Exercise description. From the forum thread about Excursion sway, copy verbatim the stretch from "## kittybuddy (Apr" through "issue to help.".

**** Reading text ****

# Excursion Sway



## kittybuddy (Apr 29, 2005)

Hi Excursion owners I need some help. We just got back from disney,had a wonderful trip. This was the first long trip I took with the Excursion and I have a little more drift then I would like. I want to put anti sway bars on the front and back and I am wondering if anyone else has any experience with them. I am curious if they will solve my problem.


----------



## battalionchief3 (Jun 27, 2006)

Thats odd, they are stout SUV's. What tires do you have on it ( the load range, D or E?? ) What tire pressure do you run? Start simple and work up. Im sure other owners will chime in, they may know of an issue to help.


----------



## DernMooseAK (Apr 16, 2004)

I'm pretty sure the front already has one, the rear depends on how the Ex was ordered. There are aftermarket sway bars that are fairly cheep and easy to install.
By drift do you mean body roll/lean? 
Make sure you have LT tires and at rated presure, I have seen lots of Ex, trucks, suv's with P rated tires or to light of load range. 1 because they are cheaper and 2 they give a better daily driver ride.
Worst case would be weak springs, Ex's are known for that.

If its with the TT swaying back and forth, then you need a trailer sway bar between the trailer and TV. Cheap and easy if you have the right hitch.


----------



## JerseyGirl86 (Mar 30, 2009)

Ours is like a rock! No problems with swaying, but we do have sway bars. For as inexpensive as they are, get some...just to give you piece of mind.


----------



## mswalt (Sep 14, 2004)

I remember a particular trip I took with our Suburban and 31RQS one summer. It was just the wife and I and I didn't have the trailer packed with all the gkids' stuff in the back as usual. Too light a tongue weight and the trailer swayed like crazy. Moved a few items around and redid the Equalizer to put more weight on the tv and problem solved.

**** Entries provided ****

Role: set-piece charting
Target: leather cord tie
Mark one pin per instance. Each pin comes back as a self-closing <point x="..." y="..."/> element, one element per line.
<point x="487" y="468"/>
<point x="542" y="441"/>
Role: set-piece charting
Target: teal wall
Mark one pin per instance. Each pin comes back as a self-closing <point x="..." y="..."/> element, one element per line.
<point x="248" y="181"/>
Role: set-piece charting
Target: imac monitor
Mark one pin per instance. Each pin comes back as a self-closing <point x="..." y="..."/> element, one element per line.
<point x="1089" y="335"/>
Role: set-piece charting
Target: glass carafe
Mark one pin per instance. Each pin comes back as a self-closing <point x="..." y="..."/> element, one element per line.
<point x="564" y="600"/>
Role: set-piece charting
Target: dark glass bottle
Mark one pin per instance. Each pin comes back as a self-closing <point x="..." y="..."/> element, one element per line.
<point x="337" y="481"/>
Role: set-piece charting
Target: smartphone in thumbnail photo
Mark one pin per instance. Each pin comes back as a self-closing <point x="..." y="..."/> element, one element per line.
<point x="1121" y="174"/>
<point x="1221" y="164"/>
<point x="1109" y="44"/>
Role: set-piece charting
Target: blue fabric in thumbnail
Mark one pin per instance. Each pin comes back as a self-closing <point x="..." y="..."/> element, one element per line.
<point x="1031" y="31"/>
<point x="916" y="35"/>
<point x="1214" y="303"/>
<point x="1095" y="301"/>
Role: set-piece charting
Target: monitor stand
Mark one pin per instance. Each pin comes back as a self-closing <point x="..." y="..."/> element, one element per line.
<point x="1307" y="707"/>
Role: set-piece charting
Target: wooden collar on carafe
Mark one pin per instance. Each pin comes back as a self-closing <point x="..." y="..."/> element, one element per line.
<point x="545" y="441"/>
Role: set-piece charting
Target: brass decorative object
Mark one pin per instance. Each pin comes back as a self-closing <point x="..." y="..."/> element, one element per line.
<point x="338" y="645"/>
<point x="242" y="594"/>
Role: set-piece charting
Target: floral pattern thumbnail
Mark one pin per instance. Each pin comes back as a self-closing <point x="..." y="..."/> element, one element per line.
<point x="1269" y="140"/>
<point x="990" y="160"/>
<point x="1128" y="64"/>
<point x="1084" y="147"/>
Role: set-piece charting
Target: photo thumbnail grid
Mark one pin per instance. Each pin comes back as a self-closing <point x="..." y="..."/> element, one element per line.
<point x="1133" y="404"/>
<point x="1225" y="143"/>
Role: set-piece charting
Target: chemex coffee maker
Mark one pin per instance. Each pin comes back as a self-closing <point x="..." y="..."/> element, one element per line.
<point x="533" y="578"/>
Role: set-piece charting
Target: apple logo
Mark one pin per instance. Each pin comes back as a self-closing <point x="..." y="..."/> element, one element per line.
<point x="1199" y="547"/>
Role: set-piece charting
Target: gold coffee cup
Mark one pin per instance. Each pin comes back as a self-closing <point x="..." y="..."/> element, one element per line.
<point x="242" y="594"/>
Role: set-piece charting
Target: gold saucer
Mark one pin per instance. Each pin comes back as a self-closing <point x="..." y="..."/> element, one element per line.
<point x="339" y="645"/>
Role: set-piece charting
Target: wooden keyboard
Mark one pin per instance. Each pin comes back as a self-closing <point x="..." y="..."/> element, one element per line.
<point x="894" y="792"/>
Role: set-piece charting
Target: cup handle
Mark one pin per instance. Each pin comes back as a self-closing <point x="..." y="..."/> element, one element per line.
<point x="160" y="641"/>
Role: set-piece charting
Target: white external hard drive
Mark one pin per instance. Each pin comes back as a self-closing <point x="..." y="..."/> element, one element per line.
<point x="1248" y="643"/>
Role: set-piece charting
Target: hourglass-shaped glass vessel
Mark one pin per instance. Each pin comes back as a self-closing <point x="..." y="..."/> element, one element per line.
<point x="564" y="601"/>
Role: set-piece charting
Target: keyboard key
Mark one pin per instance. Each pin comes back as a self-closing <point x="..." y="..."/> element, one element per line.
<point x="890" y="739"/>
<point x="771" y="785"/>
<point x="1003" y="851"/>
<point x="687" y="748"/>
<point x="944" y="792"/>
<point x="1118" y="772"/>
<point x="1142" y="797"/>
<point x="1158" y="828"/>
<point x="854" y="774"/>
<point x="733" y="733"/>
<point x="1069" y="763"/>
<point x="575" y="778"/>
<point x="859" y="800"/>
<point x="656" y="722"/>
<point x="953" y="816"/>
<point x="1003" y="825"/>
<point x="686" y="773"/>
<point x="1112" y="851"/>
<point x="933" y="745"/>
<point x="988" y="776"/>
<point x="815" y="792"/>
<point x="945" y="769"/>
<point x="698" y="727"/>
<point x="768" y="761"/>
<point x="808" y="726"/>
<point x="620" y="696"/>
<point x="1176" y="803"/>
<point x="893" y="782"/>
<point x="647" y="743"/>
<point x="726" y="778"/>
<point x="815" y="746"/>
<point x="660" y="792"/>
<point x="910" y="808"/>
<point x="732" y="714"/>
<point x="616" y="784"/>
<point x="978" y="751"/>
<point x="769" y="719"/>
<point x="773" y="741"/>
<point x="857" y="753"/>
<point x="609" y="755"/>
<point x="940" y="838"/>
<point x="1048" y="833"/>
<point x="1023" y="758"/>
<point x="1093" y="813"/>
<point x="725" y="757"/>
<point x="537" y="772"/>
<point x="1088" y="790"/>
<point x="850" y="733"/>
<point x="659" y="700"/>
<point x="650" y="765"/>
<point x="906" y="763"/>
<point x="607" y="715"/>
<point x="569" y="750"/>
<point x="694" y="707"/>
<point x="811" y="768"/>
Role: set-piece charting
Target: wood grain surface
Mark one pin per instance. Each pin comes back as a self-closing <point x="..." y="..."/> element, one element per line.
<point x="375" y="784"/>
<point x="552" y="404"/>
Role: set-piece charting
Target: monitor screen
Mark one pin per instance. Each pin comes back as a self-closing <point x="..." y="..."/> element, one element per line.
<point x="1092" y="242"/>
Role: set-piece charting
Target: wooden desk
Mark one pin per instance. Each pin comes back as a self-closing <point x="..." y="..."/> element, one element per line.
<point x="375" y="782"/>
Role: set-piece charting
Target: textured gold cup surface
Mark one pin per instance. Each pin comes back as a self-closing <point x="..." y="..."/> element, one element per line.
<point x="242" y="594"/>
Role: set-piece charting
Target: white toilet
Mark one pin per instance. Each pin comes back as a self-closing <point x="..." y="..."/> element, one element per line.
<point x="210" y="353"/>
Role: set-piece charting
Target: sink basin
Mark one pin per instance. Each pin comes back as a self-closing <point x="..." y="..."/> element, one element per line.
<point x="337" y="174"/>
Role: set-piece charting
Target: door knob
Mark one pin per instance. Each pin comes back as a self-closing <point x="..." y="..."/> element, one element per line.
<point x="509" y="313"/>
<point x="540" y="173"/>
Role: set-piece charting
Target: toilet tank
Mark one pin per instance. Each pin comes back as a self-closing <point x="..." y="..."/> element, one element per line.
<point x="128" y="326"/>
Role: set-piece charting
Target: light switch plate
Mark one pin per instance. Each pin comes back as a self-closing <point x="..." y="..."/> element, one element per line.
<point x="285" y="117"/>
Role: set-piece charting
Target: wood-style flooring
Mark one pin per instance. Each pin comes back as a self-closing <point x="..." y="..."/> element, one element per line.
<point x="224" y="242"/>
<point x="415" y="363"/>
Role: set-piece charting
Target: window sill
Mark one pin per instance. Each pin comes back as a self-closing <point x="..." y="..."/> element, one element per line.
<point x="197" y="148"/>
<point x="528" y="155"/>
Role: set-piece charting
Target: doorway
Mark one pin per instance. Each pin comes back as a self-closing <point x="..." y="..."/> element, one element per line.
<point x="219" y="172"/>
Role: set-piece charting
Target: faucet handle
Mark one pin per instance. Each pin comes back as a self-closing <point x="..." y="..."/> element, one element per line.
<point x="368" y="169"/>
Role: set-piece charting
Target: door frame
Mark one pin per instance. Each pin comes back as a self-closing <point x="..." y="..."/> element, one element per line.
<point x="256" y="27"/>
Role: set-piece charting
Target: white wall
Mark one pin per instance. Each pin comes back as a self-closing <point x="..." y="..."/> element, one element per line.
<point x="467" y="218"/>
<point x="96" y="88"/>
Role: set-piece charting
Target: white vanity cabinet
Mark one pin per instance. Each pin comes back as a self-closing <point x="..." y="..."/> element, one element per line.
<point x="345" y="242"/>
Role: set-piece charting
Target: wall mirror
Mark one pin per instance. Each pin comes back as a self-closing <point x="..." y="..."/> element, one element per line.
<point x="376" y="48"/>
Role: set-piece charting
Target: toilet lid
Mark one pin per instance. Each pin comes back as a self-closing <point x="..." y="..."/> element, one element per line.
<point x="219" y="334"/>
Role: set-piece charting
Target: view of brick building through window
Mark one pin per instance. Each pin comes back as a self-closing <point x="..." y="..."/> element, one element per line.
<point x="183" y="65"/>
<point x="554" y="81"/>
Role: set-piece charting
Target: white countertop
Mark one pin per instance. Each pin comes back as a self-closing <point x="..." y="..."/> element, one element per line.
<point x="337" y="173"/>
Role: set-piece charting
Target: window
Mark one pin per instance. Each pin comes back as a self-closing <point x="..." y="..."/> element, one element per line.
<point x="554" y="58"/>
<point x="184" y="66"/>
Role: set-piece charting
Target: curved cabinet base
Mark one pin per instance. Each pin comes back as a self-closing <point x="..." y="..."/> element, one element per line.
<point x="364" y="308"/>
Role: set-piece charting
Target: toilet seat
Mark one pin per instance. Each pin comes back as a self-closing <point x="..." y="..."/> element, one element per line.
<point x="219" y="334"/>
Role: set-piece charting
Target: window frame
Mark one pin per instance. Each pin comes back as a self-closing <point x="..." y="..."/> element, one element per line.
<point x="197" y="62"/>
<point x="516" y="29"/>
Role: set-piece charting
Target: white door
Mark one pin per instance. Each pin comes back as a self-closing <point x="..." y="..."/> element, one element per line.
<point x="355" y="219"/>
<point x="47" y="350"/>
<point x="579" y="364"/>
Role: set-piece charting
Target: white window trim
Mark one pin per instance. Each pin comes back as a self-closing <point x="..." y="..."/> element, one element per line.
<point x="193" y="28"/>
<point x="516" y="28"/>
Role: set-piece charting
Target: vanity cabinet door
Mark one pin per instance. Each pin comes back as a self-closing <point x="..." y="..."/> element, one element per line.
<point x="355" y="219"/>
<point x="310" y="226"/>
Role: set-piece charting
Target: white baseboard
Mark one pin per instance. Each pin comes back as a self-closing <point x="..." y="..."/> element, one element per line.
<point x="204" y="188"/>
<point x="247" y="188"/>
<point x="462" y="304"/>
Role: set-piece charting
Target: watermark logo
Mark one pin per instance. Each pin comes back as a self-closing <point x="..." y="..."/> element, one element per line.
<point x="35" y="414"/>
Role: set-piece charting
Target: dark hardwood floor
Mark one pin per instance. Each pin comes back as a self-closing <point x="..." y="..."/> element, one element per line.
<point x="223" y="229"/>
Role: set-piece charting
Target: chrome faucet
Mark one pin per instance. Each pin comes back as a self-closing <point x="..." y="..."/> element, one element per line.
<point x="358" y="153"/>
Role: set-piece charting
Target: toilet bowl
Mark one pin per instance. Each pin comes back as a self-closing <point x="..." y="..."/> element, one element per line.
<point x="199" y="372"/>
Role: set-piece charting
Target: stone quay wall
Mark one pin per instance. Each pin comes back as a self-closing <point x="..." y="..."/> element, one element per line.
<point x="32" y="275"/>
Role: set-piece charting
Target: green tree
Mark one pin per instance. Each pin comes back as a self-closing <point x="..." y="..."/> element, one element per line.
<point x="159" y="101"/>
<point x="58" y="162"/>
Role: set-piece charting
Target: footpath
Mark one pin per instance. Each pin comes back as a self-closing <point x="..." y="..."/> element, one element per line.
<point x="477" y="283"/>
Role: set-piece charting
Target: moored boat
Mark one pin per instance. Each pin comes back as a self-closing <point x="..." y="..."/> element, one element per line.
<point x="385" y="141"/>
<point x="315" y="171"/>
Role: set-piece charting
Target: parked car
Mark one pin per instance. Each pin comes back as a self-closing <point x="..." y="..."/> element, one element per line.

****

The completed task.
## kittybuddy (Apr 29, 2005)

Hi Excursion owners I need some help. We just got back from disney,had a wonderful trip. This was the first long trip I took with the Excursion and I have a little more drift then I would like. I want to put anti sway bars on the front and back and I am wondering if anyone else has any experience with them. I am curious if they will solve my problem.


----------



## battalionchief3 (Jun 27, 2006)

Thats odd, they are stout SUV's. What tires do you have on it ( the load range, D or E?? ) What tire pressure do you run? Start simple and work up. Im sure other owners will chime in, they may know of an issue to help.